The task :: Render each line of the material below as a row in a Markdown table with the columns n and Line. Number the rows in order and skip blank lines.

··········

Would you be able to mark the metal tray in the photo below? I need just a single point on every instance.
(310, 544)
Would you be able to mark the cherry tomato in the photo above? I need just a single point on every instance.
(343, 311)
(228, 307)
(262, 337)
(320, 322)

··········

Solution to the exercise ::
| n | Line |
|---|---|
| 1 | Would you be able to mark the metal tray in the photo below? I need just a single point on every instance. |
| 2 | (310, 544) |
| 3 | Would you be able to mark the cherry tomato in the photo above? I need just a single point on every instance. |
| 4 | (343, 311) |
| 5 | (228, 307) |
| 6 | (262, 337) |
| 7 | (320, 322) |